## Exercise directions
The records below must be transcribed exactly.
========================================
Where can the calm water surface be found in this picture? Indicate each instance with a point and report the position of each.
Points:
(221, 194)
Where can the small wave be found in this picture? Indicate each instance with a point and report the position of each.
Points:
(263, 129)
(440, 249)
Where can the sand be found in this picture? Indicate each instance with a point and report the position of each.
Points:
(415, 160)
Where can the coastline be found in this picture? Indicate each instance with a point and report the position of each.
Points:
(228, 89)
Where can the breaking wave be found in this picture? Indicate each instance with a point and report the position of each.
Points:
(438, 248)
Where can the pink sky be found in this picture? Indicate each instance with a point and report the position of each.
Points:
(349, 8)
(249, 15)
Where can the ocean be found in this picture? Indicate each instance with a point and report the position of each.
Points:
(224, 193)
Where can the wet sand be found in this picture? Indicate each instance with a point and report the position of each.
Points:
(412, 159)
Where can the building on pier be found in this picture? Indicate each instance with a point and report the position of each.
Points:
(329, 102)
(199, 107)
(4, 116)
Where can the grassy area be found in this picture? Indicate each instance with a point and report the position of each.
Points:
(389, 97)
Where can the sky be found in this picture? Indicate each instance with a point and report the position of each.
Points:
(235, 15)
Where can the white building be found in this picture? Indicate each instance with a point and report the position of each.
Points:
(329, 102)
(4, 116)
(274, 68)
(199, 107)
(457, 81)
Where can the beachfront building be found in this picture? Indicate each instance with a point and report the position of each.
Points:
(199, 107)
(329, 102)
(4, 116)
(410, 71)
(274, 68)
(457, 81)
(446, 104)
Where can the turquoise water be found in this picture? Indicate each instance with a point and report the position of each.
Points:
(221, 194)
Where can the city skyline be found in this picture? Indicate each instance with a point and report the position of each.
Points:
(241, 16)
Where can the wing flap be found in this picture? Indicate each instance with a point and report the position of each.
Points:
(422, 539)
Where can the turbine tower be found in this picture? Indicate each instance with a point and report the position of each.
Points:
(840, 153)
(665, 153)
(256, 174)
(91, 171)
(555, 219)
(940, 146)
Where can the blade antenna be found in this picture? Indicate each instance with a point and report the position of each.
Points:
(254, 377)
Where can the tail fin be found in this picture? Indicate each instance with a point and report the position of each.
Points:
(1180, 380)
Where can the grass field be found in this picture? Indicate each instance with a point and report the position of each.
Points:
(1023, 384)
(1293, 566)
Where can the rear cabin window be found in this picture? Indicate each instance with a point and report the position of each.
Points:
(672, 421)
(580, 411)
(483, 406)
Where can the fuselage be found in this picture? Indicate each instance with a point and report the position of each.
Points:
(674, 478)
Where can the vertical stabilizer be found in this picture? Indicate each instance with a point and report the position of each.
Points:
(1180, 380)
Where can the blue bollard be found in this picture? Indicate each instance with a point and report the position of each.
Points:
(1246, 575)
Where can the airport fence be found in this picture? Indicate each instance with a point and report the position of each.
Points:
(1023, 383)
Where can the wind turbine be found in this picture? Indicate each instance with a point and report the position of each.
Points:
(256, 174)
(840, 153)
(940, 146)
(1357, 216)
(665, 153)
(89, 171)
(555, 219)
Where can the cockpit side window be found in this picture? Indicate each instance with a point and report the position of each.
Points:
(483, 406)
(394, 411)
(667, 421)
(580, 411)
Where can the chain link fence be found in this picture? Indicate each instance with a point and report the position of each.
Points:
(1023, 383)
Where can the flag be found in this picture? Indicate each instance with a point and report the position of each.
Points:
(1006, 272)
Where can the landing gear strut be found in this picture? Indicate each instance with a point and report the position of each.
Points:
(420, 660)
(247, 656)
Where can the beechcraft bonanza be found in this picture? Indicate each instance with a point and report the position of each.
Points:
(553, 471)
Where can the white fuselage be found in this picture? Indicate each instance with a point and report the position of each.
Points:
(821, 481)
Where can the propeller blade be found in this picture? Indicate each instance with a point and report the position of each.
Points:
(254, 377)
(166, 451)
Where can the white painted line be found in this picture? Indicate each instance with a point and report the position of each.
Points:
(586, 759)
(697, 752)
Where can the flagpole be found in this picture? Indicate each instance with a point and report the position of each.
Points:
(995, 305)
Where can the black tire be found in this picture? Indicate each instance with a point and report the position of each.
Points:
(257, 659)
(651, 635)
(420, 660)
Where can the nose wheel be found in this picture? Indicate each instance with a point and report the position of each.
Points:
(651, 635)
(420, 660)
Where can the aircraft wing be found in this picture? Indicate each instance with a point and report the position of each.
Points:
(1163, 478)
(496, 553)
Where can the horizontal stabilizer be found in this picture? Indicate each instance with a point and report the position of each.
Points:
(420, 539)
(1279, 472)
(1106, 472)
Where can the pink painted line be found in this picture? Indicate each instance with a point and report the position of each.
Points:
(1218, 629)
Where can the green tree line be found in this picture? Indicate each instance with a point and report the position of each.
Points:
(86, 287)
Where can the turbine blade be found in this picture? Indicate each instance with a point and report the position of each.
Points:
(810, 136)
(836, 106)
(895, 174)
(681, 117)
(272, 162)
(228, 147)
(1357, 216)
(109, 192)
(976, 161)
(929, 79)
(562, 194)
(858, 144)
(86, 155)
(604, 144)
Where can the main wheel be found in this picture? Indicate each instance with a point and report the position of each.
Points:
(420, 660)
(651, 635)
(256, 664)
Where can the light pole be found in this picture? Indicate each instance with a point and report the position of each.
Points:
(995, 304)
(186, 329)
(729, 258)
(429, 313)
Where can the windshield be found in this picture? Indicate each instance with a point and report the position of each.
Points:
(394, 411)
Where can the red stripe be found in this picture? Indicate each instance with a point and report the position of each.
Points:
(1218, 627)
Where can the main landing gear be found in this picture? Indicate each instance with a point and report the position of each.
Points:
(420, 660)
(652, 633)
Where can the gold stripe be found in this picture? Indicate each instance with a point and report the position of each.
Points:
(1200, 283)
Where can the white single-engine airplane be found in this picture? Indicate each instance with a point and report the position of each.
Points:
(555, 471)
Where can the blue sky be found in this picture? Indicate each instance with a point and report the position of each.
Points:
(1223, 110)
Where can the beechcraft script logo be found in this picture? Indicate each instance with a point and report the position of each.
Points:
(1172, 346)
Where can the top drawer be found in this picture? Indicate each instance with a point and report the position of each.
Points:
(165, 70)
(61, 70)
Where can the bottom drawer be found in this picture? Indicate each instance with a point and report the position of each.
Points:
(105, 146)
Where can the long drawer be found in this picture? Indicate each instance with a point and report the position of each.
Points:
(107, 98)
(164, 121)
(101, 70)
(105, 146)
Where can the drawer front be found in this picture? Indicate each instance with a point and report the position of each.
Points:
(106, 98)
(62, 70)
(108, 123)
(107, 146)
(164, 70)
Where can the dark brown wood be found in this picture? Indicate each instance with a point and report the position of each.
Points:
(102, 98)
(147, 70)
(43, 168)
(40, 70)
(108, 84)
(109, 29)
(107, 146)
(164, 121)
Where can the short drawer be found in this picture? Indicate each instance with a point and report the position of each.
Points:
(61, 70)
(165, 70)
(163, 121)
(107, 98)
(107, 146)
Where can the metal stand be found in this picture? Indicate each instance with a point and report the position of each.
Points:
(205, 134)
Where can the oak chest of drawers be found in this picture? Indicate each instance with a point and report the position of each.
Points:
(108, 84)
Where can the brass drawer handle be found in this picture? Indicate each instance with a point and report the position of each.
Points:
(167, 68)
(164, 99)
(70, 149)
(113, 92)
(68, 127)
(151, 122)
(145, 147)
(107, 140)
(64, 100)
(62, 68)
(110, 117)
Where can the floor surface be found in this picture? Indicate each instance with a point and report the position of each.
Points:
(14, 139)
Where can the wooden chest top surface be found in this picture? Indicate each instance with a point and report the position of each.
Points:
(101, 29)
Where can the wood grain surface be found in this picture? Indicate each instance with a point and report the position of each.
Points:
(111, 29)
========================================
## Task output
Where can the calm water surface be found in this picture? Indicate each instance with a point and report the position of each.
Points:
(221, 194)
Where can the small wave be found in this picture? Indicate each instance with a point and report the position of each.
Points:
(263, 129)
(440, 249)
Where can the sand be found in this picture? Indicate each instance with a point and report the position of each.
Points:
(415, 160)
Where can the coastline be found in this picture? Indicate each instance with a point and report the position of each.
Points:
(228, 89)
Where can the breaking wave be found in this picture? Indicate each instance with a point and report the position of each.
Points:
(438, 248)
Where can the pink sky be found in this picture? Indicate each instance with a point and report the position of each.
Points:
(349, 8)
(249, 15)
Where can the ocean be found in this picture? Indicate each instance with a point and report the position of each.
Points:
(224, 193)
Where can the wet sand be found in this picture? Indicate each instance with a point and report the position of each.
Points:
(412, 159)
Where can the building on pier be found in this picture? Indicate each instance with a point and report the position of each.
Points:
(329, 102)
(199, 107)
(4, 116)
Where can the grassy area be found in this picture? Indicate each instance with a point and report the position of each.
Points:
(389, 97)
Where can the sky be found in this picture? Indicate each instance with a point and report the position of each.
Points:
(235, 15)
Where can the white building be found in this picture? Indicate each instance with a point and report the position of each.
Points:
(329, 102)
(4, 116)
(274, 68)
(199, 107)
(457, 81)
Where can the beachfront building be found in this picture? Indicate each instance with a point and report the position of each.
Points:
(199, 107)
(329, 102)
(4, 116)
(410, 71)
(274, 68)
(457, 81)
(446, 104)
Where can the turquoise water be found in this picture? Indicate each instance with a point and report the position of each.
Points:
(221, 194)
Where can the city skyline be found in this picture? Indicate each instance with a point and report the position of each.
Points:
(241, 16)
Where can the wing flap be found in this picture? Indicate each instance with a point and report the position of each.
Points:
(422, 539)
Where can the turbine tower be found in this picture? Indicate each instance with a point and report the position of each.
Points:
(840, 153)
(665, 153)
(256, 174)
(91, 171)
(555, 219)
(940, 146)
Where can the blade antenna be found in this picture? Indicate each instance with a point and report the position of each.
Points:
(254, 377)
Where can the tail fin be found in this picture? Indicate each instance with a point and report the position of each.
Points:
(1180, 380)
Where can the grass field be found in this picture? Indicate each instance with a point and report the position of each.
Points:
(1023, 384)
(1293, 566)
Where can the rear cabin window be found in this picture? Indicate each instance with a point and report the position of each.
Points:
(672, 421)
(580, 411)
(483, 406)
Where can the fuselage be found in this picture? Indicate each instance with a point and report the position of each.
Points:
(674, 478)
Where can the vertical stabilizer be found in this picture? Indicate each instance with a point and report the position of each.
Points:
(1180, 380)
Where can the blue bollard be found in this picture? Indicate each instance with a point and report the position of each.
Points:
(1246, 575)
Where can the airport fence be found in this picture? Indicate each instance with a point and report the position of each.
Points:
(1023, 383)
Where can the wind turbine be found in this picture? Indicate each instance with a point and report the position of each.
Points:
(256, 174)
(840, 153)
(940, 146)
(1357, 216)
(665, 153)
(89, 171)
(555, 219)
Where can the cockpit side window be found in this picture? Indicate each instance with a point and report the position of each.
Points:
(483, 406)
(394, 411)
(667, 421)
(580, 411)
Where can the chain link fence be found in this picture? Indicate each instance with a point and report the position of each.
Points:
(1023, 383)
Where can the flag be found in this picture? Indicate each instance with a point and report the position of each.
Points:
(1006, 272)
Where can the landing gear strut be found in this picture? Indicate each instance with a point and report the position of each.
Points:
(420, 660)
(247, 656)
Where can the beechcraft bonanza be found in this picture? Indicate each instance with a point and report the position of each.
Points:
(553, 471)
Where can the white fuselage be found in this picture? Indicate each instance with a point and report the position of each.
Points:
(821, 481)
Where can the propeller blade be found in this picture? Indicate each instance with a point and report the position of each.
Points:
(254, 377)
(166, 451)
Where can the white painted line be found in this picture? Indicate each instance with a point and report the position of each.
Points:
(586, 759)
(697, 752)
Where can the flagpole be found in this picture? Indicate each instance with a point and report the position of each.
Points:
(995, 305)
Where can the black tire be found in this picture? Indicate each instance with a point and report the position of each.
Points:
(257, 659)
(651, 635)
(420, 660)
Where can the nose wheel be found in this picture? Indicate each instance with a point and report the position of each.
Points:
(651, 635)
(420, 660)
Where can the aircraft wing be found in this picture? Indicate each instance with a point and report the position of each.
Points:
(1163, 478)
(496, 553)
Where can the horizontal stabilizer be found in this picture? Indicate each instance with a point and report the position of each.
Points:
(420, 539)
(1279, 472)
(1106, 472)
Where can the pink painted line be found in this picture? Indicate each instance with a point and report the position of each.
Points:
(1218, 629)
Where can the green tree line be found in this picture? Indicate each instance with a point and report the position of each.
Points:
(86, 287)
Where can the turbine blade be found in this picture? Indicate each instance with a point and report the position of each.
Points:
(810, 136)
(836, 106)
(895, 174)
(681, 117)
(272, 162)
(228, 147)
(1357, 216)
(109, 192)
(976, 161)
(929, 79)
(562, 194)
(858, 144)
(86, 155)
(604, 144)
Where can the main wheel be found in this picture? Indicate each instance with a point and report the position of each.
Points:
(420, 660)
(651, 635)
(256, 664)
Where can the light pole be found in this picture? Indicate each instance with a point and report the position of each.
Points:
(995, 304)
(186, 329)
(729, 258)
(429, 313)
Where can the windshield be found in this picture? Indicate each instance with a point and report the position of each.
Points:
(394, 411)
Where can the red stripe be found in this picture? Indicate each instance with a point and report the position of each.
Points:
(1218, 627)
Where can the main landing gear be found in this picture? Indicate each instance with a point and report the position of each.
Points:
(420, 660)
(652, 633)
Where can the gold stripe be found in this picture? Indicate each instance with a point and report the position of each.
Points:
(1200, 283)
Where can the white single-engine airplane be found in this picture? Indicate each instance with a point and report the position of each.
Points:
(555, 471)
Where can the blue sky be found in this picture? Indicate each instance with a point and report the position of each.
Points:
(1223, 110)
Where can the beechcraft script logo be found in this picture? Indicate each instance with a point and report the position of each.
Points:
(1172, 346)
Where can the top drawer be found in this picture? Indicate each instance with a point and report the position of each.
Points:
(165, 70)
(61, 70)
Where can the bottom drawer be found in this picture? Indicate each instance with a point and report the position of each.
Points:
(105, 146)
Where can the long drawer be found in this picture? Indicate each instance with a point and report the position of each.
Points:
(107, 98)
(164, 121)
(101, 70)
(105, 146)
Where can the drawer front be found in this picture? Indicate each instance with a point and report the position of each.
Points:
(106, 98)
(62, 70)
(108, 123)
(107, 146)
(164, 70)
Where can the dark brown wood be found in this picture? Indicate each instance with a point and report the position of each.
Points:
(102, 98)
(147, 70)
(43, 168)
(40, 70)
(108, 84)
(109, 29)
(107, 146)
(164, 121)
Where can the short drawer be found in this picture? Indicate each instance with a point and report the position of each.
Points:
(61, 70)
(165, 70)
(163, 121)
(107, 98)
(107, 146)
Where can the metal stand be found in this picture? Indicate each instance with a point and report the position of each.
Points:
(205, 134)
Where can the oak chest of drawers be found in this picture? Indicate each instance with a point and report the position of each.
Points:
(108, 84)
Where can the brass drawer handle be found in this picture? Indicate each instance with a point and report the position of each.
Points:
(167, 68)
(164, 99)
(70, 149)
(113, 92)
(68, 127)
(151, 122)
(145, 147)
(107, 140)
(64, 100)
(62, 68)
(110, 117)
Where can the floor surface be found in this picture? Indicate each instance with a point and report the position of each.
Points:
(14, 139)
Where can the wooden chest top surface be found in this picture? Indicate each instance with a point and report the position of each.
Points:
(101, 29)
Where can the wood grain surface be found in this picture? Indicate each instance with a point and report the position of each.
Points:
(111, 29)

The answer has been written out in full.